Collected data -
-*-

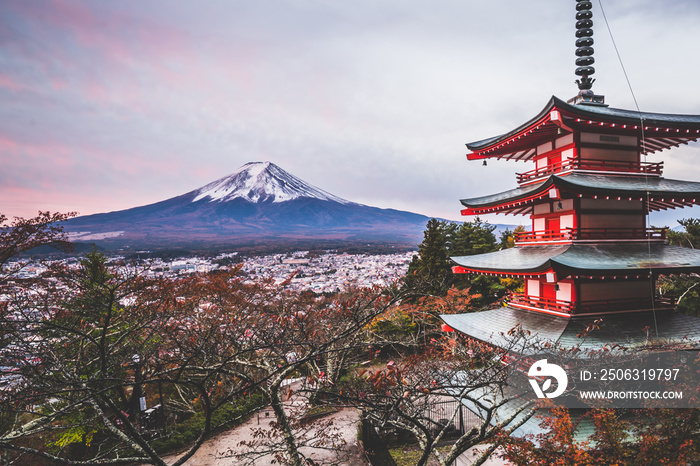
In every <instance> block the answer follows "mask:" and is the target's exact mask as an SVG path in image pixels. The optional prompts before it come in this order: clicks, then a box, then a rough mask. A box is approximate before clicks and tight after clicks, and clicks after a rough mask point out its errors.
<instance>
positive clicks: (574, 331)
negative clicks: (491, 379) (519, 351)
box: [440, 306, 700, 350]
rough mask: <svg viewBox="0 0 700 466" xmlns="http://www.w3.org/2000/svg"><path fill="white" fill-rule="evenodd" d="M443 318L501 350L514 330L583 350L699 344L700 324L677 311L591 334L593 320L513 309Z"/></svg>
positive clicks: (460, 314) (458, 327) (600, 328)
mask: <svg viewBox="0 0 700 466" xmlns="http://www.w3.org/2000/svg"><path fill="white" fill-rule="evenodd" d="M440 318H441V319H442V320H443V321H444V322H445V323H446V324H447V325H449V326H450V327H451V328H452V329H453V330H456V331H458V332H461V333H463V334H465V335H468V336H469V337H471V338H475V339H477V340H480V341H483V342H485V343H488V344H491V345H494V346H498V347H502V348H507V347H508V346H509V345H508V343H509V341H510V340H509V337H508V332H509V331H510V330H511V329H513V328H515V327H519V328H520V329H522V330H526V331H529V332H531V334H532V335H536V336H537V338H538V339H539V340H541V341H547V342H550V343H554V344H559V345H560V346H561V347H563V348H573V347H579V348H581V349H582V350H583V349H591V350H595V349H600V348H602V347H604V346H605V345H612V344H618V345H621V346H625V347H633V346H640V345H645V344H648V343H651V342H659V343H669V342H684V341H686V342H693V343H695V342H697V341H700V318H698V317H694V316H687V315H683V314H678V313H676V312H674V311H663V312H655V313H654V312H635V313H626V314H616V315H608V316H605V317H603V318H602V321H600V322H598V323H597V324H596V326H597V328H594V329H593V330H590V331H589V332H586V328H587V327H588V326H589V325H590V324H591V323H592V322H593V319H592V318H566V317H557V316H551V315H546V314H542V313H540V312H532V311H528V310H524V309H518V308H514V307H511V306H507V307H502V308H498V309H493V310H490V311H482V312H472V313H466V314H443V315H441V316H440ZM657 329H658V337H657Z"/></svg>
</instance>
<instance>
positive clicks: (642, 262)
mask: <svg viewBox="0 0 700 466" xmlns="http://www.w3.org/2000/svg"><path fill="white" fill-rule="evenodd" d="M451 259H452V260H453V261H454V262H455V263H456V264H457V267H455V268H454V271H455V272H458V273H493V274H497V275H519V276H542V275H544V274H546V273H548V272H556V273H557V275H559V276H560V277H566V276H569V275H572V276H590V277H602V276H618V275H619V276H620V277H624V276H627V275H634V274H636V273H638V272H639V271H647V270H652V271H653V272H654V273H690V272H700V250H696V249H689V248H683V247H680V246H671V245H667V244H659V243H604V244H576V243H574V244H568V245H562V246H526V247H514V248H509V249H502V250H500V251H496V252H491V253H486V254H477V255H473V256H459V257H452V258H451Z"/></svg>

-*-

What the task asks - Only one stretch of the data above is needed. Restate it word for word, from the line containing "box: [440, 306, 700, 350]" through the line containing "rough mask: <svg", both ends included.

Solution to the problem -
box: [440, 306, 700, 350]
rough mask: <svg viewBox="0 0 700 466" xmlns="http://www.w3.org/2000/svg"><path fill="white" fill-rule="evenodd" d="M443 318L501 350L514 330L583 350L699 344L700 324L677 311L591 334L593 320L513 309Z"/></svg>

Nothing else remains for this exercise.